[Document excerpt]:
::::::::::
Catch Me if You Can is not only one of the most grown-up movies Spielberg has made: at long last, it is the work of a filmmaker who is actually enjoying himself.  We haven't seen this from Spielberg for a while. His shift to making "important" films in the mid 1980s (starting with The Color Purple) seemed to leach the life out of him. The serious films he made strove for greatness, but all too often achieved only pomposity. Meanwhile, his lowbrow entertainments... well, they were just that: lowbrow entertainment. More skilful than those of other Hollywood directors, but just as soulless.  This from the man who had made films like Duel and Jaws and Close Encounters and ET and Raiders of the Lost Ark - films that reminded you that genre films could indeed be masterpieces.

There were signs of a return to form in his challenging AI and the artfully done Minority Report. But it's Catch Me if You Can that really sees Spielberg managing complex, nuanced material and sustaining the effort for the full film. Based on a true story, the film tells the story of Frank Abagnale Jr (Leonardo di Caprio), a teenager who conned his way into a serious of highly qualified jobs in the 1960s, and the federal agent who pursued him (Tom Hanks). A lot of this is pretty light-hearted, turning on the audience's enjoyment of Abagnale's chutzpah in bluffing those he does, and fascination with how he managed it. Yet there is always the sneaking sense that everything is about to slide out of control: not only is Abagnale's life as a fugitive inherently unstable, but his father (Christopher Walken) is on a downward spiral from which Abagnale seems to be trying to escape.


Spielberg balances these different elements expertly, bringing to mind his similarly deft handling of the lark-turned-serious in his debut feature The Sugarland Express. His handling of actors - a strength of Spielberg's that is often overlooked because of the kind of material he chooses to direct - is as good as always. Walken, in particular, is excellent as he takes a break from playing menacing psychotics. The scenes between Walken and di Caprio, as father and son, are the highlights of the film, and are the key to giving the film a depth beyond a caper comedy. Spielberg's regular cinematographer, Janusz Kaminski, shows his versatility with a sun-bathed brightness that is perfect for the tone of the piece but light years from the grittiness he brought to Schindler's List. (Spielberg took years to settle on a favoured cinematographer - he rarely used any more than twice before 1993 - but has chosen well in Kaminski). And the score by John Williams is his best in ages: jazzy and Mancini-esque, it's a reminder of how good Williams can be at the top of his game, and a great rejoinder to those who think of Williams as a one-trick pony. (It's employment over animated opening titles drives home the resemblance to Mancini's work for Blake Edwards).
::::::::::
[Supplied information]:
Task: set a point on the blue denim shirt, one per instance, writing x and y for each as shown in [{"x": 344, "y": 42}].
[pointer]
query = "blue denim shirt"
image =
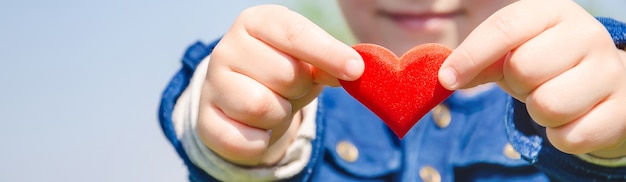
::::::::::
[Exercise prompt]: In the review of Catch Me if You Can, list every film named in the sentence that begins "This from the man who had made films like".

[Final result]:
- Duel
- Jaws
- Close Encounters
- ET
- Raiders of the Lost Ark